FIELD OF THE INVENTION

This invention relates generally to cascode current mirror circuits and more particularly to a margin tracking cascode current mirror system.

BACKGROUND OF THE INVENTION

Current source devices are often used in high precision and high speed designs to drive virtually any type of electrical circuit. One such current source device is a current mirror circuit. The current mirror circuit includes a current source connected to a current reference device on the input leg. The output leg includes a current source device (e.g., a current source transistor) connected to a load circuit. A predetermined bias current (I_BIAS) is applied by the current source to the current reference device that is mirrored to the current source device. The goal of the current mirror circuit is to provide matched currents in the input and output legs to drive the load circuit with the predetermined bias current supplied by the current source.

The current source device has a voltage-current characteristic of V_DS to I_D that has a corresponding family of V_GS curves when the voltage applied by the current reference device to the current source device exceeds the threshold voltage, V_T, plus a gate overdrive voltage. For a given V_GS curve, the current source device will operate at a relatively constant current, I_D, when the V_DS of the current source device is greater than its saturation voltage, V_DSAT. The amount that V_DS is above V_DSAT is known as the voltage margin. For the current reference device, the voltage margin is equal to the threshold voltage. However, because the load voltage imposed by the load circuit can vary, the V_DS of the current source device will vary. The change in V_DS of the current source device changes its output current. Hence, the current in the output leg will differ from the current of the input leg. Because the load circuit is often designed to operate with a particular current, or a particular range of currents, variations in the current in the output leg can cause the load circuit to malfunction.

TASKS AND EXERCISES
[a] Echo the patent text word for word, starting at "BACKGROUND OF THE" and ending at "the current source.".
[b] Collect every line of the listing that contains the word "water", matching case exactly.
The listing that follows has no connection to the patent text above it.

SUPPLIED INFORMATION
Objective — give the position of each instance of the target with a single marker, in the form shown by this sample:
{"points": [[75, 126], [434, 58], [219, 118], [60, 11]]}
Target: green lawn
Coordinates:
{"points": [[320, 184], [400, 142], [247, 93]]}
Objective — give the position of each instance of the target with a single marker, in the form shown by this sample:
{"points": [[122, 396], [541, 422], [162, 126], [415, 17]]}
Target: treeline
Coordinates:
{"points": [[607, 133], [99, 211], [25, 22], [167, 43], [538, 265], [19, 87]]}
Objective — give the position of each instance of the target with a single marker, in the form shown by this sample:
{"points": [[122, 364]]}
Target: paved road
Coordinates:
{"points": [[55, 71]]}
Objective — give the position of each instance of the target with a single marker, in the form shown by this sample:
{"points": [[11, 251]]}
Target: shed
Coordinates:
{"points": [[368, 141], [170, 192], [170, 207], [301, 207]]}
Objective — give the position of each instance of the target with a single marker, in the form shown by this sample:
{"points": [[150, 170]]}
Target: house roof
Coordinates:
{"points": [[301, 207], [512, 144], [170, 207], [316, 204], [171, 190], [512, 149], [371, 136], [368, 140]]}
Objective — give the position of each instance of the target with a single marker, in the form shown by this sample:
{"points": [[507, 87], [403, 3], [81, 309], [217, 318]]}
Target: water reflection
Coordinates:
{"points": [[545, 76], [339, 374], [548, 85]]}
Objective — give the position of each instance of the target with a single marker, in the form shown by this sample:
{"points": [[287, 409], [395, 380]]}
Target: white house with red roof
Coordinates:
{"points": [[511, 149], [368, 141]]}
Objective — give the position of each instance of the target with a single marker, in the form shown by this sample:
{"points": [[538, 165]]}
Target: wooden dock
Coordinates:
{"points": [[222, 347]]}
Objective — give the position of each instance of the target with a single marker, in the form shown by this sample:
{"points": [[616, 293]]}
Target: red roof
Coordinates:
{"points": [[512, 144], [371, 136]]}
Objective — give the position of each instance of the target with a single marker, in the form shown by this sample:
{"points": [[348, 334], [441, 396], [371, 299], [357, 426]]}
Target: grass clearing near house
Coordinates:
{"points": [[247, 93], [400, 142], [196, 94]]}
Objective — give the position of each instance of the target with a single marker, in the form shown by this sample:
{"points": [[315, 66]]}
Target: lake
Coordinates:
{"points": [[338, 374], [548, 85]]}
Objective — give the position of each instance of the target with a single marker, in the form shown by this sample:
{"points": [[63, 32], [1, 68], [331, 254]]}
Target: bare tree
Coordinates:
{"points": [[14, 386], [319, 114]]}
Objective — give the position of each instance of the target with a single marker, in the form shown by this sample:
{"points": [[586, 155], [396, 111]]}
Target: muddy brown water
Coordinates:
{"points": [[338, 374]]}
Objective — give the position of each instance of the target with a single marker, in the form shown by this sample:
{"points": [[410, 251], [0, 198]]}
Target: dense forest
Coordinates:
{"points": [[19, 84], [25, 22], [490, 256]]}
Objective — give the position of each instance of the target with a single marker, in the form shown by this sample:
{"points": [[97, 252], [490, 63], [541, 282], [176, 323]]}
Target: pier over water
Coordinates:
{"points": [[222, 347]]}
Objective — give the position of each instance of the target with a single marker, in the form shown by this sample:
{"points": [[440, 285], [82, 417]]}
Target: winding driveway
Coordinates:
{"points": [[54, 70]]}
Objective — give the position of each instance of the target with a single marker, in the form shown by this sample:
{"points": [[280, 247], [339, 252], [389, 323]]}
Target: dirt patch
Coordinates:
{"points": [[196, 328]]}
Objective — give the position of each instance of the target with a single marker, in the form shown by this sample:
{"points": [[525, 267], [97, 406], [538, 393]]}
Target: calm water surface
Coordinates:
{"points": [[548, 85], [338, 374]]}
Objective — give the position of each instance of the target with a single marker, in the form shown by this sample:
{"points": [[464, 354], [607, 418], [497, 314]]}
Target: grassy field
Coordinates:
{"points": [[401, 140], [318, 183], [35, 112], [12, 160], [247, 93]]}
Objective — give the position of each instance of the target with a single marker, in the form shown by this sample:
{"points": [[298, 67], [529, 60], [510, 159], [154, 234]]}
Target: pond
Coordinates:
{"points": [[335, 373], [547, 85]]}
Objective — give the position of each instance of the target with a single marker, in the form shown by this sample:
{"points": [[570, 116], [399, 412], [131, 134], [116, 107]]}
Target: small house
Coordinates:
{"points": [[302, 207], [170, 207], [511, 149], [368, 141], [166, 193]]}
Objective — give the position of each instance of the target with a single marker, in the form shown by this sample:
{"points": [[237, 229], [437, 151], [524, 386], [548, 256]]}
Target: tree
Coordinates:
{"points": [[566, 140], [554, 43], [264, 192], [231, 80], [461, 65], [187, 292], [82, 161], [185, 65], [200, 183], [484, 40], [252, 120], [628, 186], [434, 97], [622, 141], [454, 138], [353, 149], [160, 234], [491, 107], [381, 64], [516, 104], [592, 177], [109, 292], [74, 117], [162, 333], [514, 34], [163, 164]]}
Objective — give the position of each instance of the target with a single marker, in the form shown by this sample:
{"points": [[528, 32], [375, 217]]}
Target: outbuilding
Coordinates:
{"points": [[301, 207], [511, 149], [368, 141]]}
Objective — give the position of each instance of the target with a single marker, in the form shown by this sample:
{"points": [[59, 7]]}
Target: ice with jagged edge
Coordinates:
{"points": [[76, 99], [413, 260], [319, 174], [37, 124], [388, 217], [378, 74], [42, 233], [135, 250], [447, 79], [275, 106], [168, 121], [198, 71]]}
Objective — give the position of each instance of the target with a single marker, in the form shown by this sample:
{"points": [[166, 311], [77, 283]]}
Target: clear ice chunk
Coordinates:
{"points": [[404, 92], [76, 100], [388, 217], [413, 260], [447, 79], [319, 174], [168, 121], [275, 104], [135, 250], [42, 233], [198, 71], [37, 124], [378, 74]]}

SOLUTIONS BELOW
[a]
BACKGROUND OF THE INVENTION

Current source devices are often used in high precision and high speed designs to drive virtually any type of electrical circuit. One such current source device is a current mirror circuit. The current mirror circuit includes a current source connected to a current reference device on the input leg. The output leg includes a current source device (e.g., a current source transistor) connected to a load circuit. A predetermined bias current (I_BIAS) is applied by the current source to the current reference device that is mirrored to the current source device. The goal of the current mirror circuit is to provide matched currents in the input and output legs to drive the load circuit with the predetermined bias current supplied by the current source.

[b]
Target: water reflection
Target: muddy brown water
Target: pier over water
Target: calm water surface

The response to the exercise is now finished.